- YOUR OBJECTIVE -
List every web address that appears in the message about Java's "UTF" functions and UTF-8.

Re: Unicode character transformation through XSLT

From: Markus Scherer (markus.scherer@jtcsv.com)
Date: Fri Mar 14 2003 - 12:40:40 EST

  • Next message: Mark Davis: "Re: New document."

    Nooo - Java's old "UTF" functions do not process UTF-8! They are there for String serialization, a
    Java-internal format.
    Use the Java Reader/Writer classes instead of these old ones!

    See the Java tutorials on Internationalization:
    http://java.sun.com/docs/books/tutorial/i18n/text/convertintro.html
    http://java.sun.com/docs/books/tutorial/i18n/text/index.html
    http://java.sun.com/docs/books/tutorial/i18n/index.html

    See the descriptions of readUTF() functions (highlighting with ***):

    http://java.sun.com/j2se/1.4/docs/api/java/io/DataInputStream.html#readUTF(java.io.DataInput)

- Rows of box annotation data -
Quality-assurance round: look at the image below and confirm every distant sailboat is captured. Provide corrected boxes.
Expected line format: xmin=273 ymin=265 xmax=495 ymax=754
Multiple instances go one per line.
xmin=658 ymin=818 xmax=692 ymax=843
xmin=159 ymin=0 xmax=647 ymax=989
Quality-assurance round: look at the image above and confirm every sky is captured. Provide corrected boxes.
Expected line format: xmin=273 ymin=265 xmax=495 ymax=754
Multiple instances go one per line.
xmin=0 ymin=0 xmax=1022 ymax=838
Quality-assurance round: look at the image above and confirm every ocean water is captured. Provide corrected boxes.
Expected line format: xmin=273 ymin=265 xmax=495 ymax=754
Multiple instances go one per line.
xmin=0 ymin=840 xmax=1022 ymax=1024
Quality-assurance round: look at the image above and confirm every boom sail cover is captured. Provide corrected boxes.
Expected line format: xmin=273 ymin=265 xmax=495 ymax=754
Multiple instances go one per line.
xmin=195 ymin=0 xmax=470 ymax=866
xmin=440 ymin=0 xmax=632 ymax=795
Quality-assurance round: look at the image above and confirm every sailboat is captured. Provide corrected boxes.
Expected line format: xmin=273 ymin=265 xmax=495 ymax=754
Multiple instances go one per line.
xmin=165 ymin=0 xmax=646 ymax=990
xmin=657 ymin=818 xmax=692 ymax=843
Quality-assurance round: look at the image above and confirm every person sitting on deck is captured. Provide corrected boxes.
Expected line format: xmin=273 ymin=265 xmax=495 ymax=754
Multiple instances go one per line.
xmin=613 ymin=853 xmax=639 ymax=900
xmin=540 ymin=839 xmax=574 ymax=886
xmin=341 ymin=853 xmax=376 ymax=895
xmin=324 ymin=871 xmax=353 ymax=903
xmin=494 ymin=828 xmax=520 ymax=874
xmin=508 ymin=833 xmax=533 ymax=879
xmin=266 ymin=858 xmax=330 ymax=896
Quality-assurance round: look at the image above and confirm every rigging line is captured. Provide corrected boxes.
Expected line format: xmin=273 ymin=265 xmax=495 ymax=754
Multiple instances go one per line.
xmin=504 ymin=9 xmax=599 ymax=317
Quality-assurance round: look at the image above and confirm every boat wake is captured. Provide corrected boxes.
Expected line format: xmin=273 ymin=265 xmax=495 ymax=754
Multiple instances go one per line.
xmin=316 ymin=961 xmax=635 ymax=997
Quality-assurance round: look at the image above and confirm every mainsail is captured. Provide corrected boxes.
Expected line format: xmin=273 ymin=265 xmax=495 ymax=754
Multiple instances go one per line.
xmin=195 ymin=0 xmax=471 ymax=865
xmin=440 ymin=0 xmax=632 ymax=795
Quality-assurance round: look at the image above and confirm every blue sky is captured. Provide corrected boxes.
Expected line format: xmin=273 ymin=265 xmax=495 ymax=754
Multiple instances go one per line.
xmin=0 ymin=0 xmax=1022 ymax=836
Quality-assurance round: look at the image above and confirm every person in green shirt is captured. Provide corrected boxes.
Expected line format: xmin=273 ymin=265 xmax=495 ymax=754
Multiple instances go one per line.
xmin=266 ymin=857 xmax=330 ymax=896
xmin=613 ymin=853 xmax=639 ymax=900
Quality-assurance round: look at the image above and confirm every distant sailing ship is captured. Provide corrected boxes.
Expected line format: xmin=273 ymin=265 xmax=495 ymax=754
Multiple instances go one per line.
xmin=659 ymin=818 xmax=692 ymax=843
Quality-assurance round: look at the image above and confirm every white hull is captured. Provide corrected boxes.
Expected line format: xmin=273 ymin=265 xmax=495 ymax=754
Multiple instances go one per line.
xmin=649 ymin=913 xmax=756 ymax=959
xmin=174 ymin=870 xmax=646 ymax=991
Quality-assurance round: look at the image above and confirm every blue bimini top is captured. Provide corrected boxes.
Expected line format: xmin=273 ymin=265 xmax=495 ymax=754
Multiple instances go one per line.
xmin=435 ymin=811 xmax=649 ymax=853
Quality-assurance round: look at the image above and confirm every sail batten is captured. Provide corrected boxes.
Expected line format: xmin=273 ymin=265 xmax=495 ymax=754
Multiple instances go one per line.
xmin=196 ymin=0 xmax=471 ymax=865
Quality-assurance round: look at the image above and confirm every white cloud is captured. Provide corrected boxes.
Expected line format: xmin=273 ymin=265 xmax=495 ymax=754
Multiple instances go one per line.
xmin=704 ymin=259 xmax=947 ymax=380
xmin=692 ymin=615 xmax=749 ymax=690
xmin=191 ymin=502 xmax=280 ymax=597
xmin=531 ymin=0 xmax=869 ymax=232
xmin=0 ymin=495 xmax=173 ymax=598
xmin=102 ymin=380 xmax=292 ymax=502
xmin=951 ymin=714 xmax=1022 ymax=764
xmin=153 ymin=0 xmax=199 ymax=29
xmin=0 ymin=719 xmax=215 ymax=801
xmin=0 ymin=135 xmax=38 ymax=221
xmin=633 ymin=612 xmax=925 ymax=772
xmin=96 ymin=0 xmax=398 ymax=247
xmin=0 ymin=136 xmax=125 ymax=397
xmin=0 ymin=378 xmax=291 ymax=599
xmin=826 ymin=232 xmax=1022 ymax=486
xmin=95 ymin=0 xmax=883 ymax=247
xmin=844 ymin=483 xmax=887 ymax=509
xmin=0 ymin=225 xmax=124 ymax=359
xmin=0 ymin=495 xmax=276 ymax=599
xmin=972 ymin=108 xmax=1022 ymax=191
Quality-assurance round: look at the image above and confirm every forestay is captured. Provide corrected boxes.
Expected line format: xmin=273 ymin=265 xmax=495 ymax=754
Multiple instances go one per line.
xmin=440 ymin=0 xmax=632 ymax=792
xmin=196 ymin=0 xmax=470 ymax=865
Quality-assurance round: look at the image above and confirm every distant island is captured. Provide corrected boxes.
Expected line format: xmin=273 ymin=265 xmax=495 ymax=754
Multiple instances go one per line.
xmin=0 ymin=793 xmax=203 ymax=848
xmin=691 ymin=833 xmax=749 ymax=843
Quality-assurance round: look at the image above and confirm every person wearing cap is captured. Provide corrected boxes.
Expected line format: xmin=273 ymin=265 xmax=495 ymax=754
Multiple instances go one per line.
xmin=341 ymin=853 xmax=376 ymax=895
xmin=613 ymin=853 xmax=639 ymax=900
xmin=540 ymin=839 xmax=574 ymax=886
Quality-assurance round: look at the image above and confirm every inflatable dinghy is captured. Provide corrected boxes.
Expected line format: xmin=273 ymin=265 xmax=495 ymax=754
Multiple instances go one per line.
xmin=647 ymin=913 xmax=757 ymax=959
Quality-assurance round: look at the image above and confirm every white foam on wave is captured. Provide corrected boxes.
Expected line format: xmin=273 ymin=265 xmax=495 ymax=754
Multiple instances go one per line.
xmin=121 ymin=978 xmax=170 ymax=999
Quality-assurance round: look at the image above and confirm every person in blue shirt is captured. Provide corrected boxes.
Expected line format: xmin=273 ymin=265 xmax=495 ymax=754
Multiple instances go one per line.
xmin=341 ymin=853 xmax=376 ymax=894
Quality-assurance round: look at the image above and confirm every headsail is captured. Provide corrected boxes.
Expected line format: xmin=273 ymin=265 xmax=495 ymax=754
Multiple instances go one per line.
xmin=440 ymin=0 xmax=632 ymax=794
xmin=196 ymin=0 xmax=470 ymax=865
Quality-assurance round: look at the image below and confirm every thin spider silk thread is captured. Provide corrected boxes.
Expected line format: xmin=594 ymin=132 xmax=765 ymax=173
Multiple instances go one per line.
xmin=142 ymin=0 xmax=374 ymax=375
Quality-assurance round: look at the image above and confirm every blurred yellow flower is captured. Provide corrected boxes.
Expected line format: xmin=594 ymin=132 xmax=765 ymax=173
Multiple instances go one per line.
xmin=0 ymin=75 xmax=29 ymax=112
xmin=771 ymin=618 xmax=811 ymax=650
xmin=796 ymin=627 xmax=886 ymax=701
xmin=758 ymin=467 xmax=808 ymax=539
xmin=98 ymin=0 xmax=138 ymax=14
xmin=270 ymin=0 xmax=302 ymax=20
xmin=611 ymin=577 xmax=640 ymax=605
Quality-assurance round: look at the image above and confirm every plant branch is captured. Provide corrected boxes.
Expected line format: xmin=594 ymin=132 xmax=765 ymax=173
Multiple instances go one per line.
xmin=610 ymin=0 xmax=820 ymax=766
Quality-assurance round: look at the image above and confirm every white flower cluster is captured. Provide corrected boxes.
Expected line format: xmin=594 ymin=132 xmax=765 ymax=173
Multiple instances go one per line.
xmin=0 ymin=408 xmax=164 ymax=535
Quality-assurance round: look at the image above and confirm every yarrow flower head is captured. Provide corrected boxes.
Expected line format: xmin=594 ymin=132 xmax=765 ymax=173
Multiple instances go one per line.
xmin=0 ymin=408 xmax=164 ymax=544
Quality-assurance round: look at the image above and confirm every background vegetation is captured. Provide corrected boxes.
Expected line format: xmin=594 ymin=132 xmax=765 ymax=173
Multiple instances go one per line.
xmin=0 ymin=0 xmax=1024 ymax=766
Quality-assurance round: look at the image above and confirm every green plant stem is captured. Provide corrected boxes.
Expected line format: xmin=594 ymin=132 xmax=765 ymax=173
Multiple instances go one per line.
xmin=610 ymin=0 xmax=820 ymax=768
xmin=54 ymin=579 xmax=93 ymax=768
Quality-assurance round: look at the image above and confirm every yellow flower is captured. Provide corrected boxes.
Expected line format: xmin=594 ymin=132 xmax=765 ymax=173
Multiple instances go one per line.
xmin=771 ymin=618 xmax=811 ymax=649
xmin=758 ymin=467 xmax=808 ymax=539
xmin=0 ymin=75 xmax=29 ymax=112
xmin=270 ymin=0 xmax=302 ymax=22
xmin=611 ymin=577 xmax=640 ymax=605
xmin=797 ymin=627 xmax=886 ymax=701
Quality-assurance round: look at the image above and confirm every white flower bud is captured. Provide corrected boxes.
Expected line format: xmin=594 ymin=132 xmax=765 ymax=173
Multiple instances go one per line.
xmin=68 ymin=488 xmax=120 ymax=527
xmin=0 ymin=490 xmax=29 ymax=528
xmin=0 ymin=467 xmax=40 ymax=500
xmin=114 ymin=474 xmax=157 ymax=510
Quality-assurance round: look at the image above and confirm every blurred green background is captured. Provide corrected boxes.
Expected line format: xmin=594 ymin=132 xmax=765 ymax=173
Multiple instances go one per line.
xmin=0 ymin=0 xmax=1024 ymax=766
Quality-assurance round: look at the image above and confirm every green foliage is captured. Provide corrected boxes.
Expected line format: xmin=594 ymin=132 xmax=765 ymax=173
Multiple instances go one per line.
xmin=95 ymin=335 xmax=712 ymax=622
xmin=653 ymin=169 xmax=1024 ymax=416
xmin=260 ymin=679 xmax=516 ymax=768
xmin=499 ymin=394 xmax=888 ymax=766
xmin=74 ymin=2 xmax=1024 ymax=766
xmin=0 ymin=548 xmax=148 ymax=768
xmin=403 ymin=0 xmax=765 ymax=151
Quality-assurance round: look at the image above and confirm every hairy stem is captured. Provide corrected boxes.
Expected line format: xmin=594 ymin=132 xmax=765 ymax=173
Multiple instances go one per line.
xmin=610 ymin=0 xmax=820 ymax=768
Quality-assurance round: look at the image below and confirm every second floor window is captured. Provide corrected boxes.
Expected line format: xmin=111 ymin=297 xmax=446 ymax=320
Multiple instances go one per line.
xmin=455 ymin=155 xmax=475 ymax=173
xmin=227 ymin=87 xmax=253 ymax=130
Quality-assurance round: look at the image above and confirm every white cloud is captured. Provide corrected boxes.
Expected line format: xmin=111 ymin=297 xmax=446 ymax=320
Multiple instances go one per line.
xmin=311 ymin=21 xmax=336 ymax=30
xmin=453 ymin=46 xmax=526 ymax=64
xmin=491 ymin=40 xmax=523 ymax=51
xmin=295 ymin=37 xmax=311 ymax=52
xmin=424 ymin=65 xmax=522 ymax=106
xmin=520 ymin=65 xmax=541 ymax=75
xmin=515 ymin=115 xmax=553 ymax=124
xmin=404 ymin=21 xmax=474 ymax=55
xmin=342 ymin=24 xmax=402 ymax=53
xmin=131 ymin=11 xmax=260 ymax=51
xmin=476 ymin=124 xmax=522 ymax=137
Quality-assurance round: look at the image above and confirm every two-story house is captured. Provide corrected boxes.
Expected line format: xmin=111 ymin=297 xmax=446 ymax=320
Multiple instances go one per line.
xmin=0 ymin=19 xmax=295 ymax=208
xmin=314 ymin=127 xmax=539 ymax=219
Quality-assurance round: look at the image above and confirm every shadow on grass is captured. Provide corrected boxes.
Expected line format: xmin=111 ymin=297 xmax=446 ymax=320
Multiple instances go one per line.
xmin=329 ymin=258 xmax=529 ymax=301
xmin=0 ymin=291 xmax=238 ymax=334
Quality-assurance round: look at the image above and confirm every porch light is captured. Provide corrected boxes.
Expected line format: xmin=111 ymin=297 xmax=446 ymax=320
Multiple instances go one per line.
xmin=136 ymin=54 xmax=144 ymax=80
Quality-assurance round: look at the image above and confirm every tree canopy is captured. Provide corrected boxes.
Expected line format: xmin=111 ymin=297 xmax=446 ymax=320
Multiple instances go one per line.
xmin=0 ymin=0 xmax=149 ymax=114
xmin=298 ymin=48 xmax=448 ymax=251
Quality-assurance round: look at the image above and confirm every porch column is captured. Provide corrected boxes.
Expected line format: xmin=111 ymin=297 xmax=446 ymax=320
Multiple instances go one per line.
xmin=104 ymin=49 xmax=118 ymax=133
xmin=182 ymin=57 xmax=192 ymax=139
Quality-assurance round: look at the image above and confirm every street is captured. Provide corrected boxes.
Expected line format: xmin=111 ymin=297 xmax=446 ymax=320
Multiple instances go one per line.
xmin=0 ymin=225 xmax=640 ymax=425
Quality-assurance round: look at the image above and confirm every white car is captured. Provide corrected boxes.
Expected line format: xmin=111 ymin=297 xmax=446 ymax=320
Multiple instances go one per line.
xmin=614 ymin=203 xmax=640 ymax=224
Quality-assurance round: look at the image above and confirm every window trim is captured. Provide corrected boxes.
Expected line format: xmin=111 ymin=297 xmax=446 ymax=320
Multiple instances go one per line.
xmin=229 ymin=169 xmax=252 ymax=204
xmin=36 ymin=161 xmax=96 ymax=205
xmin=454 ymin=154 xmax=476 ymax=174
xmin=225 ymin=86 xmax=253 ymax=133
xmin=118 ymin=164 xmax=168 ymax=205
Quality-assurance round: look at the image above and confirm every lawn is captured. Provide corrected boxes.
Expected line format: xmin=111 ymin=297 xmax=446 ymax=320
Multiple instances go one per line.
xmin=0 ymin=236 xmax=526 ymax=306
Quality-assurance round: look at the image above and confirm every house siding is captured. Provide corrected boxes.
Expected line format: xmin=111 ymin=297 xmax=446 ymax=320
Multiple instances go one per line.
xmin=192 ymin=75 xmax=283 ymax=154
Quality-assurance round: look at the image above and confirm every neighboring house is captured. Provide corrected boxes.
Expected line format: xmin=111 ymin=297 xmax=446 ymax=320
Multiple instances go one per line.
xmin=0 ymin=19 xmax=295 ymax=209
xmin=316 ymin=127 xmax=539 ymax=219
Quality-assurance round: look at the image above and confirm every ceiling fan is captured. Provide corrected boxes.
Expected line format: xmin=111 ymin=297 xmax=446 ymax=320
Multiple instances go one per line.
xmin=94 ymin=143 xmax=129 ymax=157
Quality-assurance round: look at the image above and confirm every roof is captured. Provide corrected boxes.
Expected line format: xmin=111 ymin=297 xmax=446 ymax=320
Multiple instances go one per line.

- TASK OUTPUT -
http://java.sun.com/docs/books/tutorial/i18n/text/convertintro.html
http://java.sun.com/docs/books/tutorial/i18n/text/index.html
http://java.sun.com/docs/books/tutorial/i18n/index.html
http://java.sun.com/j2se/1.4/docs/api/java/io/DataInputStream.html#readUTF(java.io.DataInput)